____ Extracted text

If the court compels EPA to make a decision and EPA decides that OEPA was wrong to exclude the open waters of the Western Basin of Lake Erie as impaired, EPA regulations give the EPA the authority to take action within thirty days. EPA actions would include identifying the waters as impaired and instituting the allowable TMDLs necessary to implement applicable water quality standards. After a public comment period and potential revisions to EPA’s actions, it would be up to the state of Ohio to meet the EPA’s TMDLs for the impaired waters.
What would a listing as impaired mean for Ohio residents—individuals, farms, and companies? It would probably mean increased regulations, likely in the form of reduced allowable loads of pollutants from the point sources and public treatment works discussed above. Time, effort, and money might be necessary to comply with such changes. Regulations and TMDLs might affect more Ohioans than before, since OEPA designated parts of Lake Erie as impaired but not others.
On the flip side, increased regulation could mean better water quality in Lake Erie for drinking, sport, and other uses. For now, Ohioans and others who use Lake Erie’s waters or are located in areas that drain to the Lake will have to wait for the federal court to act on the lawsuit.
The full complaint in National Wildlife Federation v EPA is available here.
House Committee Sets Out to Address Water Quality
The 131st session of the Ohio General Assembly is underway with a few changes to the structure and leadership of the committees that address agriculture. In the House of Representatives, the previous Agriculture and Natural Resources Committee has been renamed as the Agriculture and Rural Development Committee. Natural resource issues, previously handled with agriculture under the old committee structure, will now go to a newly formed Energy and Natural Resources Committee. The committee modifications echo similar changes made last session in the Senate.
Brian Hill (R-Zanesville) will serve as the new chair of the House Agriculture and Rural Development Committee, with Tony Burkley (R-Payne) as vice chair and John Patterson (D-Jefferson) as the ranking minority member. Other committee members are Terry Boose (R-Clarksville), Jim Buchy (R-Greenville), Jack Cera (D-Bellaire), Christina Hagan (R-Marlboro Township), Steve Kraus (R-Sandusky), Sarah LaTourette (R-Bainbridge Township), Michael O’Brien (D-Warren), Sean J. O’Brien (D-Bazetta), Bill Patmon (D-Cleveland), Debbie Phillips (D-Albany), Wes Retherford (R-Hamilton ), Jeff Rezabek (R-Clayton), Margaret Ann Ruhl (R-Mt. Vernon), Tim Schaffer (R-Lancaster), Michael Sheehy (D-Oregon), Andy Thompson (R-Marietta), A. Nino Vitale (R-Urbana) and Paul Zeltwanger (R-Mason).

________
____ Extracted records

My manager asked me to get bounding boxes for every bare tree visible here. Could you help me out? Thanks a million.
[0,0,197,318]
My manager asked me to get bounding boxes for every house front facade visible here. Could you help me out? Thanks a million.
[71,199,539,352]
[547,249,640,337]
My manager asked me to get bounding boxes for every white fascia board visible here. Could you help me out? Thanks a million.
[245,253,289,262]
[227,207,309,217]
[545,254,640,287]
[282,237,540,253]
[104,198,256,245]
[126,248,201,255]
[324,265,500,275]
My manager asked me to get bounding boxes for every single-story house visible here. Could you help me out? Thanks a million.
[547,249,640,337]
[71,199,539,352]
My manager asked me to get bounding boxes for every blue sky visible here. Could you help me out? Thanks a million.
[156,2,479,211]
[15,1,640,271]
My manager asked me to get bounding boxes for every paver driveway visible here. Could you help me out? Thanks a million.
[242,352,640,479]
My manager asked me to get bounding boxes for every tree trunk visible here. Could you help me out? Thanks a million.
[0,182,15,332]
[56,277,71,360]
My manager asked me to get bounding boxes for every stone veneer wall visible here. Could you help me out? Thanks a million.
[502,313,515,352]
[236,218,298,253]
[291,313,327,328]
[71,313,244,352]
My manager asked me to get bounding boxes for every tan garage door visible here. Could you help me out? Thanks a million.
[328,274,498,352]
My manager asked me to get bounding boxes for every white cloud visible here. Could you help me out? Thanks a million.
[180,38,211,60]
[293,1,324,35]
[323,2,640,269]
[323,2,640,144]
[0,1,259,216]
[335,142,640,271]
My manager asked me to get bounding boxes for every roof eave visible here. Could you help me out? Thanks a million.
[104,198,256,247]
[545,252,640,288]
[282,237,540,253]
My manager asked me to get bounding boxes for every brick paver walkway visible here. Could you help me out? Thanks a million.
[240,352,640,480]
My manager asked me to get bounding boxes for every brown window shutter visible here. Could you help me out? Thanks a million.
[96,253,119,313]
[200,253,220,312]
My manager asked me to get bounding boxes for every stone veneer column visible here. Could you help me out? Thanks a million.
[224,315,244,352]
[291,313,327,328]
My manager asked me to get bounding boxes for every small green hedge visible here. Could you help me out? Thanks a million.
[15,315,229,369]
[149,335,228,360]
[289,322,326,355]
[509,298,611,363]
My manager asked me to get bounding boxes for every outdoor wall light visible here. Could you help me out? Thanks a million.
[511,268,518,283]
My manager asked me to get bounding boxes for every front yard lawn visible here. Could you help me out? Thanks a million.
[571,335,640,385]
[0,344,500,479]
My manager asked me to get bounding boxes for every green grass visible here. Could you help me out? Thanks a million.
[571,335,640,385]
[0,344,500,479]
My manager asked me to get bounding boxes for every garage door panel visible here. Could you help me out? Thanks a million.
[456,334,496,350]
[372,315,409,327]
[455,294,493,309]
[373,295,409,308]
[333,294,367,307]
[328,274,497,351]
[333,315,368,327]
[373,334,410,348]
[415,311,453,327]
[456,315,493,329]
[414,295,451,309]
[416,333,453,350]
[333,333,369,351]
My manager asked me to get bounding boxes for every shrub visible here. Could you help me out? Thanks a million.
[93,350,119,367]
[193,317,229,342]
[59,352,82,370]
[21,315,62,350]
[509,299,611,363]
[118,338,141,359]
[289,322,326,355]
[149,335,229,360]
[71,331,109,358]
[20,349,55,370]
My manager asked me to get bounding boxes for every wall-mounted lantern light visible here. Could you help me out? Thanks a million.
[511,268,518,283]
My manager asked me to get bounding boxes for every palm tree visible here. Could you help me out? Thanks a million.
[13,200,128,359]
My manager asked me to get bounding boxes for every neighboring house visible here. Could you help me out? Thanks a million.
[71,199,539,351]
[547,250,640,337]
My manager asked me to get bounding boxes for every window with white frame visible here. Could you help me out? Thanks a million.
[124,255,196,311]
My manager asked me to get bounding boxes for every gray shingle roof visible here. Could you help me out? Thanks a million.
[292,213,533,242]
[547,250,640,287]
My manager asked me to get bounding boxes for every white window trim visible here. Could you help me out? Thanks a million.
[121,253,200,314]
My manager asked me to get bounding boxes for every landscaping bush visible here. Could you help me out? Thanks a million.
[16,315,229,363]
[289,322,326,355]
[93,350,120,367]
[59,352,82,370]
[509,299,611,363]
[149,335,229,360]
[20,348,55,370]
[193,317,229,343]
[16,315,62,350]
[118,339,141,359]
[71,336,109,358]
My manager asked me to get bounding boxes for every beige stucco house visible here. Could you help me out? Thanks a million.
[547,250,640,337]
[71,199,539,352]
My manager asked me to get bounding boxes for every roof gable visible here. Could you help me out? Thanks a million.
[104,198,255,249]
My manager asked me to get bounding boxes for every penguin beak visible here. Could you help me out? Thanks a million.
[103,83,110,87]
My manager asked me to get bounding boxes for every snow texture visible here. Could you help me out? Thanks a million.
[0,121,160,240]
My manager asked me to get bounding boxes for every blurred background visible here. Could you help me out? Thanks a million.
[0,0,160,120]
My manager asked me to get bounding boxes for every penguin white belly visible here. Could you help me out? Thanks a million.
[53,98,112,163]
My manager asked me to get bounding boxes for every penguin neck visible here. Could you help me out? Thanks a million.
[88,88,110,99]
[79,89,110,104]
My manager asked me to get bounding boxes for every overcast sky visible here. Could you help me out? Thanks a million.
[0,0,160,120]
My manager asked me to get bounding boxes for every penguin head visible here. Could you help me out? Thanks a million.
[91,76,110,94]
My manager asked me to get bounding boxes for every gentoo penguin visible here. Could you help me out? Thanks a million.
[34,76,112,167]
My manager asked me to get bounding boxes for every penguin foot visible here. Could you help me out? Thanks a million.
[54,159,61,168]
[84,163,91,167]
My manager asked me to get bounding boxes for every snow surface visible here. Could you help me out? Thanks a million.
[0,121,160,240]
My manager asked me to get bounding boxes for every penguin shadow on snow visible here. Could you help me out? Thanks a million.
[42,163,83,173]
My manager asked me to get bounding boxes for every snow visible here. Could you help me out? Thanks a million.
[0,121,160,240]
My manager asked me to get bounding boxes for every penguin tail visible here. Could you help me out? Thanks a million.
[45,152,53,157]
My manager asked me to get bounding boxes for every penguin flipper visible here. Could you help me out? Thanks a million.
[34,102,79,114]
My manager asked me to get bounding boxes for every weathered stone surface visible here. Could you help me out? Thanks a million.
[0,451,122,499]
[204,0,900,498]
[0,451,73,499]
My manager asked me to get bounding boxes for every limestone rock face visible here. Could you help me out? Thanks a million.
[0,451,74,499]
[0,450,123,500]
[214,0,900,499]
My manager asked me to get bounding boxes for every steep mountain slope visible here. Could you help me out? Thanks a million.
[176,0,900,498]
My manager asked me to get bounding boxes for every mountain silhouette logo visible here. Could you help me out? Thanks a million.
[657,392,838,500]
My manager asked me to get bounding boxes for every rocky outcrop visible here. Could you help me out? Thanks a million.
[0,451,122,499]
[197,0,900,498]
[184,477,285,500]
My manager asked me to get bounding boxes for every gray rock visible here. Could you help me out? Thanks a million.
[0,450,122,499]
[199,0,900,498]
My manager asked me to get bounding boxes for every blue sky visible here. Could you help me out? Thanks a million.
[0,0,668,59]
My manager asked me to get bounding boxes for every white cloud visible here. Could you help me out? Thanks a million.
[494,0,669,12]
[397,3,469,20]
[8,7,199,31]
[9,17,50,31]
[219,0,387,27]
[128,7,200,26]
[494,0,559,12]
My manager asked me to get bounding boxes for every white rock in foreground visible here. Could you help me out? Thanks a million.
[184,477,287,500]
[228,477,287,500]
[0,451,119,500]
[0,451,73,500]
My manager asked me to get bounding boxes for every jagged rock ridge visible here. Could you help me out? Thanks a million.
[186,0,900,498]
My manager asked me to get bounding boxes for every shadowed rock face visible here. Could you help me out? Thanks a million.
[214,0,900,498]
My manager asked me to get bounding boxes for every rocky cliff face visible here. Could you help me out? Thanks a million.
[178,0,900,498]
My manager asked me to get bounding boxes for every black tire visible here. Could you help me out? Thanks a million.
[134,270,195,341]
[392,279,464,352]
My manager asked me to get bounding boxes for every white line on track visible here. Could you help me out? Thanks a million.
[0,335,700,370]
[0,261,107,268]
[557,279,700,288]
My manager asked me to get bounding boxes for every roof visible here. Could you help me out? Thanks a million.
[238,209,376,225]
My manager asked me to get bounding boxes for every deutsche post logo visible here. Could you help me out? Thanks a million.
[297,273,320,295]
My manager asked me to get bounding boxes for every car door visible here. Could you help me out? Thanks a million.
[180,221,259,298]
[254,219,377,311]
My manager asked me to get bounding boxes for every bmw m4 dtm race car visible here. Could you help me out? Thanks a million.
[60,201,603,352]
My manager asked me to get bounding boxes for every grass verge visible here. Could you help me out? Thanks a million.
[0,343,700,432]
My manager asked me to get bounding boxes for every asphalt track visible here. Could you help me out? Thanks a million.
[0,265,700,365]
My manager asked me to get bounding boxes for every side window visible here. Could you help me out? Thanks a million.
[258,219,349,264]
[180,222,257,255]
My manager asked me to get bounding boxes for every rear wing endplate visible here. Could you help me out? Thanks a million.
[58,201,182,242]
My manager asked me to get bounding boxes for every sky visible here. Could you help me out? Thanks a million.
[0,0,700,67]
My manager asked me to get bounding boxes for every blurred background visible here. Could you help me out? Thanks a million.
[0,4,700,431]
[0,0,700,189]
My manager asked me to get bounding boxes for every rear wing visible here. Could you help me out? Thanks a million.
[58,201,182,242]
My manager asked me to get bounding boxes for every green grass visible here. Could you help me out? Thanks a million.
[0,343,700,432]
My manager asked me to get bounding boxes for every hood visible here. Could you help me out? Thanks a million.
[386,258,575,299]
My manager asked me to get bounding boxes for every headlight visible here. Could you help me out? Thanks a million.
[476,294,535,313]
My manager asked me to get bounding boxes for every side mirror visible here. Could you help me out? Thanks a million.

________

• [Instructions to follow]:
Translate this sentence from the text on Lake Erie water quality into Spanish: "Time, effort, and money might be necessary to comply with such changes." The saved entries are separate material, independent of the text on Lake Erie water quality.

• [Exercise response]:
Tiempo, esfuerzo y dinero podrían ser necesarios para cumplir con dichos cambios.